— 出典本文 —
++++++

2010 年 10 月 27 日 Comments off

相撲の後援者を意味する「タニマチ」。その語源には色んな説がありますが、そのうちの1つが谷町4丁目で薄病院を開業していた薄恕一(1866~1956)氏に由来するというもの。

氏は病院内に土俵を設けるほどの相撲好きで、幕下力士を無料で治療したり、小遣いを与え、「貧乏人は無料、生活できる人は薬代一日四銭、金持ちは二倍でも三倍でも払ってくれ」と言う方針を貫いたとか。

ここまでは割と有名な話なんですが、面白いのが、この薄恕一氏が天才作家・直木三十五の叔父である康治(医者。若くして病没)と非常に仲が良くて、直木三十五の世話も見たとか。直木三十五が借金だらけの時に奈良・吉野の小学校の代用教員の職を与えたりしているんです。後年には「自分がこうして生きていられるのは薄先生のおかげ」というような感謝の一文まで残しています。

++++++

— 実施事項 1 —
タニマチの語源に関する本文のうち、「2010 年 10 月」を含む語句で始まり「れ」と言う方針を貫いたとか。」で終わる部分を、そのまま書き写してください。
— 実施事項 2 —
タニマチの語源に関する本文の最後の文に続く部分を書いてください。
次に示す項目は、本文とは関係のないものです。

インスタンスごとの点による位置特定データ
++++++

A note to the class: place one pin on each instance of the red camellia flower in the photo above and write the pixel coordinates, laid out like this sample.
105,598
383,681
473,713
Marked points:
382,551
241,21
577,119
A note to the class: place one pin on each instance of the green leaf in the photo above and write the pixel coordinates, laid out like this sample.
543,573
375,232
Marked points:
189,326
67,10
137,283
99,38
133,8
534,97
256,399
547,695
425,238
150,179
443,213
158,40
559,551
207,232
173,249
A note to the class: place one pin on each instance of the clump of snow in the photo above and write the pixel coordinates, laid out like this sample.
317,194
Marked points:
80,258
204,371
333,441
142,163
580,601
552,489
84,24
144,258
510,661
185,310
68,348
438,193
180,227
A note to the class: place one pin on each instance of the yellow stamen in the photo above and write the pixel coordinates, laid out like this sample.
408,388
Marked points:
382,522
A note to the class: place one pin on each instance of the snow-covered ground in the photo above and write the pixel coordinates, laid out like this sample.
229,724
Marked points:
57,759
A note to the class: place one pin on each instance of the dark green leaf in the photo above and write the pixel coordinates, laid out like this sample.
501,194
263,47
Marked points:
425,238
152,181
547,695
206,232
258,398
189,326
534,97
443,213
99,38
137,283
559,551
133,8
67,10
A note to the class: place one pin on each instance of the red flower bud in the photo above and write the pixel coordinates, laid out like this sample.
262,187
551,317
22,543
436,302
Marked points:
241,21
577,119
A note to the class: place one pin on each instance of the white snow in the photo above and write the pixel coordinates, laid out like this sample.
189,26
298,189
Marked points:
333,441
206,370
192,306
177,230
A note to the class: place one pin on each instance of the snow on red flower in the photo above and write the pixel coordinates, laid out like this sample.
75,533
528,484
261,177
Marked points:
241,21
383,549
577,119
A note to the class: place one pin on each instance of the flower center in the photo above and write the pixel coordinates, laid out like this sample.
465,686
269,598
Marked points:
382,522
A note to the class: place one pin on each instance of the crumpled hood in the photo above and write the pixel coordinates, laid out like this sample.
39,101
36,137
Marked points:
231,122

++++++

— 出力 1 —
2010 年 10 月 27 日 Comments off

相撲の後援者を意味する「タニマチ」。その語源には色んな説がありますが、そのうちの1つが谷町4丁目で薄病院を開業していた薄恕一(1866~1956)氏に由来するというもの。

氏は病院内に土俵を設けるほどの相撲好きで、幕下力士を無料で治療したり、小遣いを与え、「貧乏人は無料、生活できる人は薬代一日四銭、金持ちは二倍でも三倍でも払ってくれ」と言う方針を貫いたとか。

— 出力 2 —
べつに薄恕一と直木三十五は親戚でもなんでもありません。もちろん直木三十五は相撲取りでもありません。単なる友人の甥っ子。しかし、知人が困っていたら、なんとか世話をしようとする。「タニマチ」という言葉は、相撲の後援者だけを意味する言葉ではなくて、大阪人の「弱きを祐ける美徳」を現す言葉として、ぼくは誇りに思っています。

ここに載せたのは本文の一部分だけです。